**GOAL:** Reproduce the lines of the items starting with the line that contains "TARGET = clock face" and going on through the end of the items, and nothing else.

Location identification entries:
======

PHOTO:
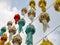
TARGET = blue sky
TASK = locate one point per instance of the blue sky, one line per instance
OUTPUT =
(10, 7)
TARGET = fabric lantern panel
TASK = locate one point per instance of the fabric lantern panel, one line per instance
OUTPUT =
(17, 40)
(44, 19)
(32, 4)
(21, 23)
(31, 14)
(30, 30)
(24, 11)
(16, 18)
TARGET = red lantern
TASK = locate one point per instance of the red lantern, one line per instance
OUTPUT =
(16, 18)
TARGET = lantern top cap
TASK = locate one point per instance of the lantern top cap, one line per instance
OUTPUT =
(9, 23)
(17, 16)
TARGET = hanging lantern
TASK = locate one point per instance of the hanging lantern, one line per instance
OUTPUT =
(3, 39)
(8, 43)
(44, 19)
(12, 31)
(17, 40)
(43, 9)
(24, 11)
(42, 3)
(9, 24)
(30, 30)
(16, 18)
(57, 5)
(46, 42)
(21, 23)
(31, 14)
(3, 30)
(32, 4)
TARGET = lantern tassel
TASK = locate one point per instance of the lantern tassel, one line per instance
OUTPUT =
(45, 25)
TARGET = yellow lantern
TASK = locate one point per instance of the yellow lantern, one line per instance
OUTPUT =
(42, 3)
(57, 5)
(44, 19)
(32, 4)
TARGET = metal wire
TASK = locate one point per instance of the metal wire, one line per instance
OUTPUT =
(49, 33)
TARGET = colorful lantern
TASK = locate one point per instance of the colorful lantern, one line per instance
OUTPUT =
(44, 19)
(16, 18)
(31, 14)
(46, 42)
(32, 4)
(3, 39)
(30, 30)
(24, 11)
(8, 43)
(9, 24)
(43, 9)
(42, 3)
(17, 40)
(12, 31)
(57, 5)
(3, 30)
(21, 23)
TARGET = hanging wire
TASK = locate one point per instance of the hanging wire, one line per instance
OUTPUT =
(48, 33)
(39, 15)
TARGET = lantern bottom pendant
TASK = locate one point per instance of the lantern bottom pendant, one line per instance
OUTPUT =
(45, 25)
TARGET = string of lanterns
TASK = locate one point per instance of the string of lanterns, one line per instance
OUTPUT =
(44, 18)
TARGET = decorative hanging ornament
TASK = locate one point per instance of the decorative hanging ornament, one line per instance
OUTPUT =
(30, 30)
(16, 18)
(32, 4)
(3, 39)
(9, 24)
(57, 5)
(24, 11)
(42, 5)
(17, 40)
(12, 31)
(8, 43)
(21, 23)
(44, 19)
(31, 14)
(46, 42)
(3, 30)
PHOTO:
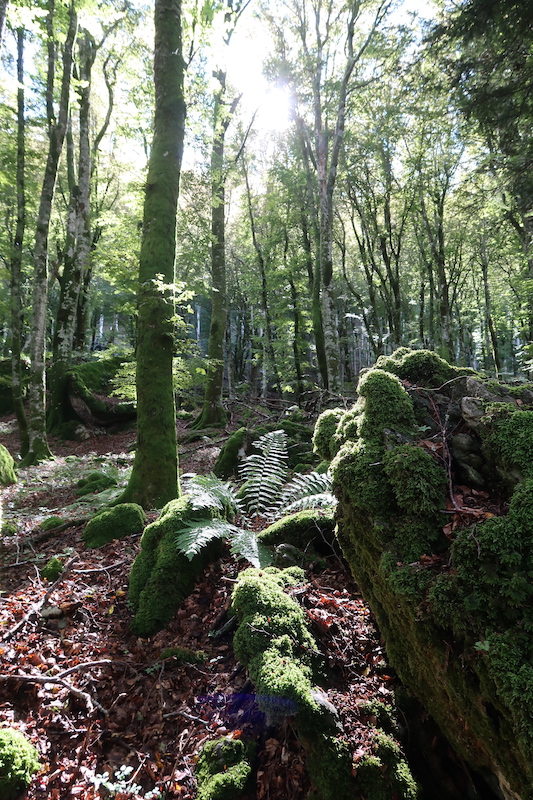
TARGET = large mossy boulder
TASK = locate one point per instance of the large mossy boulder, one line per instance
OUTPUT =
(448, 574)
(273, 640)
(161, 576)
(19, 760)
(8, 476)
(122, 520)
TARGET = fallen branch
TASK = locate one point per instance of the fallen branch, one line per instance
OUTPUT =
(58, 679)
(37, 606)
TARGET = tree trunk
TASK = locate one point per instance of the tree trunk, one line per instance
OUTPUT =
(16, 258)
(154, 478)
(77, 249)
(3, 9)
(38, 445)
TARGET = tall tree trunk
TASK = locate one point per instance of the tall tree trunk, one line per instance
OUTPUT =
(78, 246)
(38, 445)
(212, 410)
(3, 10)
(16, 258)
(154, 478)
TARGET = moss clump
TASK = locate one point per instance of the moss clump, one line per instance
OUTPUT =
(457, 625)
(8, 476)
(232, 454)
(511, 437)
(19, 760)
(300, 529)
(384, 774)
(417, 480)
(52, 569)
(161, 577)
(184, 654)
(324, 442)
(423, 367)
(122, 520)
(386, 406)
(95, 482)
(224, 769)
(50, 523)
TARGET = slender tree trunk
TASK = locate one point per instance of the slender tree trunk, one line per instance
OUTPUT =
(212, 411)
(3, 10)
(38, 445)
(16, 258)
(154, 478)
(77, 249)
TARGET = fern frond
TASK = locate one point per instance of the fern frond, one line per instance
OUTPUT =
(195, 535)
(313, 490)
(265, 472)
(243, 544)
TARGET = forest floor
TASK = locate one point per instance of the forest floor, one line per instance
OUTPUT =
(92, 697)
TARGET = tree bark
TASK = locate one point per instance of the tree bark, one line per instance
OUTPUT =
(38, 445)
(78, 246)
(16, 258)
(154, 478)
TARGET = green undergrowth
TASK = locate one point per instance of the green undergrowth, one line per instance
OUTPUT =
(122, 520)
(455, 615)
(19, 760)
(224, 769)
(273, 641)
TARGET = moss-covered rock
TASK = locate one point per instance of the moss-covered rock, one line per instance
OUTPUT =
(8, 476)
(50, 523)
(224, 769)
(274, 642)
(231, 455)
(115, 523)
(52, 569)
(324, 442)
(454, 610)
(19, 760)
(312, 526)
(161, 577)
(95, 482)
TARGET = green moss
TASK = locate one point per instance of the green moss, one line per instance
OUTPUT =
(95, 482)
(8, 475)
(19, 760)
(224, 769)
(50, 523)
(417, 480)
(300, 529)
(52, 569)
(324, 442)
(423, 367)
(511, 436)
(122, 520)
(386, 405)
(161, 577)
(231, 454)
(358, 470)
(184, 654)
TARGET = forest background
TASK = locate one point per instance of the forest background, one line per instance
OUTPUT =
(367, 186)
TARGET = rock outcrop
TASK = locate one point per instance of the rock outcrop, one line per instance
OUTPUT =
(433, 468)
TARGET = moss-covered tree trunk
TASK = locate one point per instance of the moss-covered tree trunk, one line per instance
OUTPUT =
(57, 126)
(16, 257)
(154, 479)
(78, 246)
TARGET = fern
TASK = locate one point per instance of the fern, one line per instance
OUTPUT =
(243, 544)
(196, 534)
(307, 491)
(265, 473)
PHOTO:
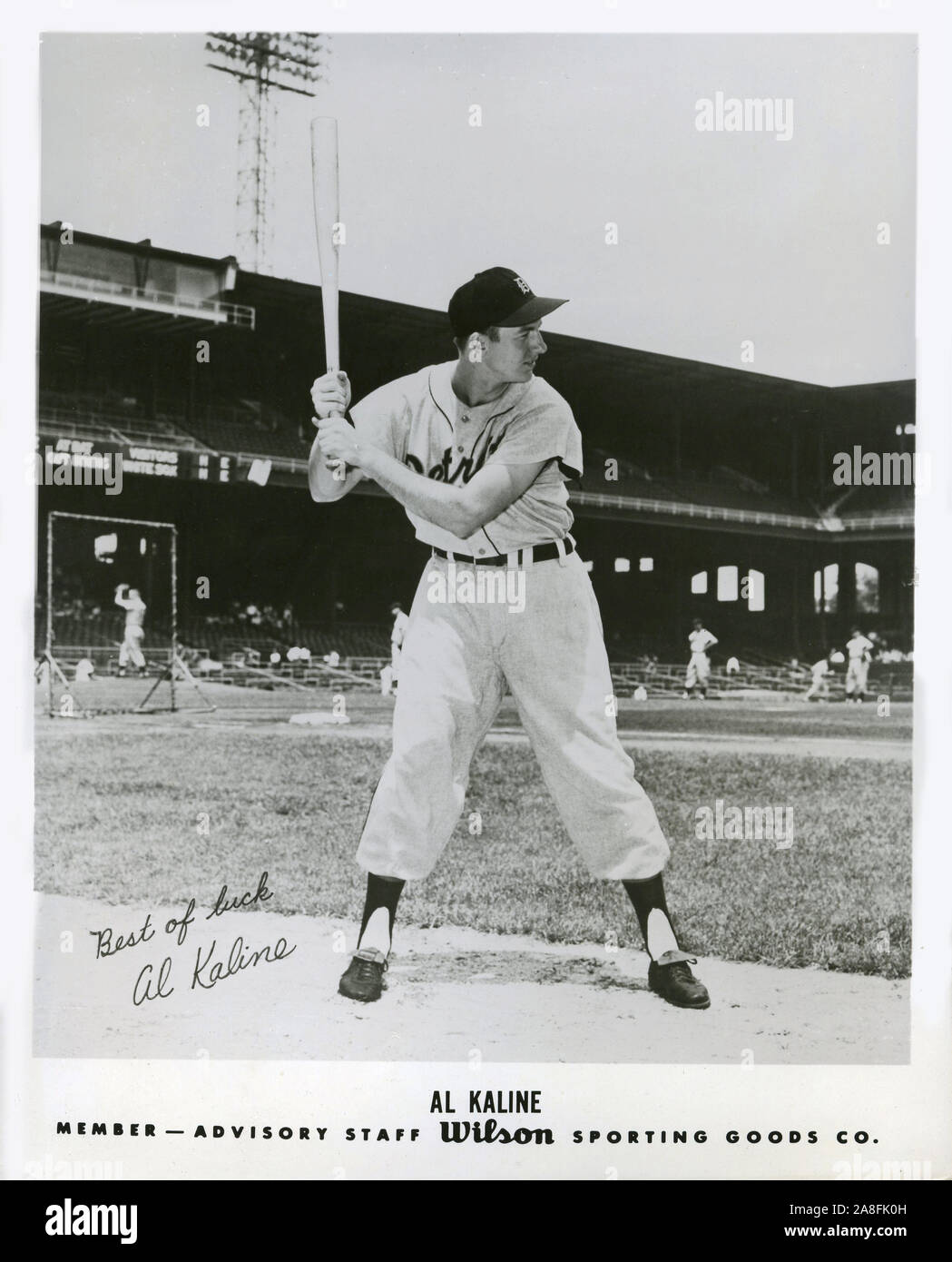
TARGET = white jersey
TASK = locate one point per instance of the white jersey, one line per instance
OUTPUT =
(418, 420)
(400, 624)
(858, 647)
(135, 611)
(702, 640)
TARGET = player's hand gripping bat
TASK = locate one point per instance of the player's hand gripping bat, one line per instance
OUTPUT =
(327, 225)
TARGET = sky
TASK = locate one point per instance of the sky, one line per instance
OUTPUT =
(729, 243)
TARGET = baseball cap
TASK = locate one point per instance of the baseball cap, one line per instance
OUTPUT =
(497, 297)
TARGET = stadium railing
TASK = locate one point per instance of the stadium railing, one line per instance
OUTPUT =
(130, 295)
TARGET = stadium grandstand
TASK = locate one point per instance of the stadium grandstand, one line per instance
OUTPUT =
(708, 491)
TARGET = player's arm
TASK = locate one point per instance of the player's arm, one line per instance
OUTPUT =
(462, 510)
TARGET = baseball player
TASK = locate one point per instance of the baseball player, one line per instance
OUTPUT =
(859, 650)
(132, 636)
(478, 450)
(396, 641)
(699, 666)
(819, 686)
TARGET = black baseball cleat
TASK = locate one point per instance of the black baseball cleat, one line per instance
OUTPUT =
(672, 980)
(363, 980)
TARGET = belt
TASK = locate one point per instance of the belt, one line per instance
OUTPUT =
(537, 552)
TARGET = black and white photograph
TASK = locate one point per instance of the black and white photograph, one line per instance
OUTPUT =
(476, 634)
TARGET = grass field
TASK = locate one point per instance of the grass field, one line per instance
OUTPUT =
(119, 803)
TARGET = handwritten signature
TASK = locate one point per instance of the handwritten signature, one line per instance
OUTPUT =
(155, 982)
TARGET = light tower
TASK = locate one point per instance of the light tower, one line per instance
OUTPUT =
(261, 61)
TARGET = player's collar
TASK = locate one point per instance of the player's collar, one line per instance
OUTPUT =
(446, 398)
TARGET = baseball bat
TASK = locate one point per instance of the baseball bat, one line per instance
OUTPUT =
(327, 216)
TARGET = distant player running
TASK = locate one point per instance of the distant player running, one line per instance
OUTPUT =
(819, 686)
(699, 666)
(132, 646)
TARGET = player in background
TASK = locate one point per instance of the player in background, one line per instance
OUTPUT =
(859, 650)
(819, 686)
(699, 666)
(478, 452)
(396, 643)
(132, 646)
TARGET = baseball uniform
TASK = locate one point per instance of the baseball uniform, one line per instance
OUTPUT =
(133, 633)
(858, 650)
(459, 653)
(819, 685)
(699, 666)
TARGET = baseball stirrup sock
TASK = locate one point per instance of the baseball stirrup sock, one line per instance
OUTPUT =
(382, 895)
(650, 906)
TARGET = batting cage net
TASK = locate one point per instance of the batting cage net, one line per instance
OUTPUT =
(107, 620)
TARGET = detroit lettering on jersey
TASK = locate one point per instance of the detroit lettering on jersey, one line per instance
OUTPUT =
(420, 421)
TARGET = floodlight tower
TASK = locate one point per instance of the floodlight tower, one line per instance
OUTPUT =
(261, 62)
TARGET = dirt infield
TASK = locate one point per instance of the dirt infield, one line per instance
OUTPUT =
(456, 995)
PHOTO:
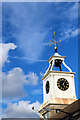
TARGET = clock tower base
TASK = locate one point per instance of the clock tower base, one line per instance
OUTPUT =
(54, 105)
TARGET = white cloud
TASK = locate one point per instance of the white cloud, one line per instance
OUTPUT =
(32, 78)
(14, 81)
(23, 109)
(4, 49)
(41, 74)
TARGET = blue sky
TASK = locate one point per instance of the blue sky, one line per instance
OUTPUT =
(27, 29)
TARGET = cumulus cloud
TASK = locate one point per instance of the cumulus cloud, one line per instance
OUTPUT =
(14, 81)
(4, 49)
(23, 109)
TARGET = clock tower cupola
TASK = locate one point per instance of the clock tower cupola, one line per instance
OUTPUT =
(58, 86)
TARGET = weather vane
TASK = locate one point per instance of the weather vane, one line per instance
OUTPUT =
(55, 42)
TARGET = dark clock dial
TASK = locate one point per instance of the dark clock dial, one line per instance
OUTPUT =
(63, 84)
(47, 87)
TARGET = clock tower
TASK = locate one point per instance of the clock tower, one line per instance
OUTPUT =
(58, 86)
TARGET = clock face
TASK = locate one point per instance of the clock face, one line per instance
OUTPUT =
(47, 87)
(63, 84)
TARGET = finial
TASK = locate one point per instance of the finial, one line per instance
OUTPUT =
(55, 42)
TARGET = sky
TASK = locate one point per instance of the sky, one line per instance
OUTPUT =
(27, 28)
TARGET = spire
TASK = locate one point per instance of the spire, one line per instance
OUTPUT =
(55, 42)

======

**PROBLEM SOLUTION:**
TARGET = clock face
TASK = locate one point per instance of the clock face, one line per instance
OUTPUT =
(47, 87)
(63, 84)
TARGET = finial
TASK = locate one point per instance of the finial, one line per instance
OUTPUT =
(55, 42)
TARGET = sky
TASK = locate one point per instance of the sky, one line per instance
OUTPUT =
(27, 28)
TARGET = spire
TASK = locate one point per instance of the spire, one line per instance
OUTPUT =
(55, 42)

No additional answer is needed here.